### Directions for this task
Look for "feather" in the records and copy every line that has it.

--- Records ---

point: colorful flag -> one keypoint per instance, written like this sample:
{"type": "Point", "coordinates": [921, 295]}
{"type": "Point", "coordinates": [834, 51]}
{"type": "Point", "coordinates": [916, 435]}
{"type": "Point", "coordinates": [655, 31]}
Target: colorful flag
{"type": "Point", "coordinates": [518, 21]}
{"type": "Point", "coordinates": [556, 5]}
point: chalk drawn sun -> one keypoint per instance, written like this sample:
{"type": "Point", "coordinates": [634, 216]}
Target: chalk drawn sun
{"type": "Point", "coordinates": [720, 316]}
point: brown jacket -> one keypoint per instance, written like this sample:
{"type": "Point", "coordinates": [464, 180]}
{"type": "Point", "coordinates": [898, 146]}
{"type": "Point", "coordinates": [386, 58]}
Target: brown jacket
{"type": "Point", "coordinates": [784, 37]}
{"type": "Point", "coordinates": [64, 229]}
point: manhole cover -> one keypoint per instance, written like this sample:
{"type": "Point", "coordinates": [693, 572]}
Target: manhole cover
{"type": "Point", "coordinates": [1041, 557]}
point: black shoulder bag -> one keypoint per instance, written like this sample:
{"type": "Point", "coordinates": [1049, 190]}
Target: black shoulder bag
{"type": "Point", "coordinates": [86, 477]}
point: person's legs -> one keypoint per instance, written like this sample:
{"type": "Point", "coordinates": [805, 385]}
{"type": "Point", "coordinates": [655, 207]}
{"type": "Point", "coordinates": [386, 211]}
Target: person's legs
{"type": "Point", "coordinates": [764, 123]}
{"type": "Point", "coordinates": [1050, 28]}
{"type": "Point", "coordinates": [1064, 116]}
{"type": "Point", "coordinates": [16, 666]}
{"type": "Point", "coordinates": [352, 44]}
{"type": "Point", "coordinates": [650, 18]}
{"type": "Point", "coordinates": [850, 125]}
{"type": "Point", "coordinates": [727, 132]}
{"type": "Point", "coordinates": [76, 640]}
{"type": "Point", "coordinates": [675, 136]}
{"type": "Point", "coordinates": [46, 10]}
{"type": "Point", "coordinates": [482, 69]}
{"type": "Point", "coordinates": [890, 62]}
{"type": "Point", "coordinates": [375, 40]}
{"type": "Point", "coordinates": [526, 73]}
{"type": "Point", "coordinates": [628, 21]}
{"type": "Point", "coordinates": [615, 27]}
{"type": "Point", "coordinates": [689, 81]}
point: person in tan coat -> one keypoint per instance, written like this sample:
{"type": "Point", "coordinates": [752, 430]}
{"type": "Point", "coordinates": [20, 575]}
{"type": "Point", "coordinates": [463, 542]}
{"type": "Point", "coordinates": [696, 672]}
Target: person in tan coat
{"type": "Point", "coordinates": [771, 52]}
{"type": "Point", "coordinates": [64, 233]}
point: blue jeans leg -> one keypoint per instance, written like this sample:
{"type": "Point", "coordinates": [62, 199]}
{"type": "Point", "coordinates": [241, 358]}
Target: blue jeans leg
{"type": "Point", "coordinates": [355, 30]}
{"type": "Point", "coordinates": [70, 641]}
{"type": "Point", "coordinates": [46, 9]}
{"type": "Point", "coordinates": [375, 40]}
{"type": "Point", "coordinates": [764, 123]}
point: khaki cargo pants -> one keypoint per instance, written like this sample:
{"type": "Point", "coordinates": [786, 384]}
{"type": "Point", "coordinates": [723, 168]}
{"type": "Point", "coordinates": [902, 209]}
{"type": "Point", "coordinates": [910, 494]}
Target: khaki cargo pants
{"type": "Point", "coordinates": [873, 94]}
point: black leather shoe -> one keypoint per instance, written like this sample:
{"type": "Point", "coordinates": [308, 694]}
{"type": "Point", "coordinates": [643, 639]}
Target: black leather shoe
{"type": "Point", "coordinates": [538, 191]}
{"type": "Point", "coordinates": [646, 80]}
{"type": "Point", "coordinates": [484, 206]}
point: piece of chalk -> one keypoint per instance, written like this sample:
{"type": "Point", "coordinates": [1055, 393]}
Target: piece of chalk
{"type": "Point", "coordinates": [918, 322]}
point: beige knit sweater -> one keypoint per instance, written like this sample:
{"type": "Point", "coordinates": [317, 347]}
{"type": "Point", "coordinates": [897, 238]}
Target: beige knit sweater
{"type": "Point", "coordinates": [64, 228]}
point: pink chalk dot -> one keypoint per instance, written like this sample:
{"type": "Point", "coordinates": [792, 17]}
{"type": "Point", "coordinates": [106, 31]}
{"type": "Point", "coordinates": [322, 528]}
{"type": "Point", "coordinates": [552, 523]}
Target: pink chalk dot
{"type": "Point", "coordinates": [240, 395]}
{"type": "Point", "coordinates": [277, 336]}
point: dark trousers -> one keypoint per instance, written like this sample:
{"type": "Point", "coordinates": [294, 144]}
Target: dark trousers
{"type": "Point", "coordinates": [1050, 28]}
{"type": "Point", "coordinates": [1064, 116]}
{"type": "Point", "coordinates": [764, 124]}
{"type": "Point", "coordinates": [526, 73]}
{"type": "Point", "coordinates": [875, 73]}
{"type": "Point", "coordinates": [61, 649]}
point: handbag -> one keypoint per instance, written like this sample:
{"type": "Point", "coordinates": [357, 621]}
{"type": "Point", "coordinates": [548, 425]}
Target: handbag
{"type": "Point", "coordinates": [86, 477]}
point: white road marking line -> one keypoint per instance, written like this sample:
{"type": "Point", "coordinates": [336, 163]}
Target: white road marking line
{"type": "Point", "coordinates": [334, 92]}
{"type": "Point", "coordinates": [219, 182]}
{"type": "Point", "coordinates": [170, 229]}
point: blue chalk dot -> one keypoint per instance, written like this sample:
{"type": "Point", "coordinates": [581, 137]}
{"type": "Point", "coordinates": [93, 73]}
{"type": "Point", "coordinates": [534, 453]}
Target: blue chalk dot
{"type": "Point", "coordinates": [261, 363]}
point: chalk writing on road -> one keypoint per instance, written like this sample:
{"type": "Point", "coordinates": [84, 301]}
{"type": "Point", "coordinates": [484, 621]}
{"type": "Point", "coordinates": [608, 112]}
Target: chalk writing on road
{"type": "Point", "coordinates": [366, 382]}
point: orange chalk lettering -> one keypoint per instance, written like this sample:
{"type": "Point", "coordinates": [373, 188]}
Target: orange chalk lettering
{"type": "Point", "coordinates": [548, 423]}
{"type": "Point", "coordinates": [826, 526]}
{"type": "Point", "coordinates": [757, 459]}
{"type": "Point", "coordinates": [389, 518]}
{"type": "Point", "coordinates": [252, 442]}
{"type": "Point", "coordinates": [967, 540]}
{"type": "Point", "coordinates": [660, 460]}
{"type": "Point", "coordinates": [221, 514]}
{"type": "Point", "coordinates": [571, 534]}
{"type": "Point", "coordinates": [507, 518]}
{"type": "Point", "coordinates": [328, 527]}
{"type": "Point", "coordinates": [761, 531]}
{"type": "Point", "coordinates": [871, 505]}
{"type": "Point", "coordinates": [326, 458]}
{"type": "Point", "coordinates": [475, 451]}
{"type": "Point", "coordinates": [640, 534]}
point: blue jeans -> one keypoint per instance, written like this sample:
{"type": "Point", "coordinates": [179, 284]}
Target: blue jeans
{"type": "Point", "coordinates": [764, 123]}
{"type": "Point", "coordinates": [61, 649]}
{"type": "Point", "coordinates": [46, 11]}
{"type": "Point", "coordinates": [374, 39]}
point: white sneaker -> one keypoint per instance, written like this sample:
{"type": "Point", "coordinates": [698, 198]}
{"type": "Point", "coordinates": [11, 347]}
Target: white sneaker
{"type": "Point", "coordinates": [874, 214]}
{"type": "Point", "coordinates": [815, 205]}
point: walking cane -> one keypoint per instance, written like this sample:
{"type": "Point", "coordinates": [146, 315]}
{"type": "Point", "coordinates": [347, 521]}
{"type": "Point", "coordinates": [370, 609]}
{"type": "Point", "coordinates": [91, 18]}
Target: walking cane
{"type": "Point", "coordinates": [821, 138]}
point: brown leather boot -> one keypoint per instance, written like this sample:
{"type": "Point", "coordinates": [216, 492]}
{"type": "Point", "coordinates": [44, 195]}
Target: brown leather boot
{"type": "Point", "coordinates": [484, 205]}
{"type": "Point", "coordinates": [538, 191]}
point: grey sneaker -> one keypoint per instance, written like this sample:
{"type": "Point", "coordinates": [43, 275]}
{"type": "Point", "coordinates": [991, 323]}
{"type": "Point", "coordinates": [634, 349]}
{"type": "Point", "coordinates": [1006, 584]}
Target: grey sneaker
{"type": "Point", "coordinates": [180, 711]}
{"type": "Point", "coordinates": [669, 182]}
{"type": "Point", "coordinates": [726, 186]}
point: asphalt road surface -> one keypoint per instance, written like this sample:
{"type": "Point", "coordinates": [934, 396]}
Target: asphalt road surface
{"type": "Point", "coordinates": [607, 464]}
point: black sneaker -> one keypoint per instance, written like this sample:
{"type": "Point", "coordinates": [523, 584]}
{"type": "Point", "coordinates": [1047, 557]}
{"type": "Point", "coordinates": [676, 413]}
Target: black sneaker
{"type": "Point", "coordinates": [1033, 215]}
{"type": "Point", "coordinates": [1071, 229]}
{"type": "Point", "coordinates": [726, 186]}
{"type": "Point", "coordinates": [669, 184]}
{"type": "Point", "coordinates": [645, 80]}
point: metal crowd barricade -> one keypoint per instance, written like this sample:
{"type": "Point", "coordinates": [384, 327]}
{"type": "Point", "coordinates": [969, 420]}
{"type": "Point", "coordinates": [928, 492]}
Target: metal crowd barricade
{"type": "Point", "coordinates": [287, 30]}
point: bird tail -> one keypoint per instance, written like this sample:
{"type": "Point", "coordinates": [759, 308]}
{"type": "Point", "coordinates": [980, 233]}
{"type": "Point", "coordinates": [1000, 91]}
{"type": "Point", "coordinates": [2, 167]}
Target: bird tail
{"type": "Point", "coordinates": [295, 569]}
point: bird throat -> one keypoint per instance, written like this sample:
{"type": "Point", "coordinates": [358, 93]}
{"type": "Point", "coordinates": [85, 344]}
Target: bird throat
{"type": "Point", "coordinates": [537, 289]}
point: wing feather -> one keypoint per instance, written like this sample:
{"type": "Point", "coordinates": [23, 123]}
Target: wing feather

---

### Result of this task
point: wing feather -> one keypoint per instance, written like this sample:
Target: wing feather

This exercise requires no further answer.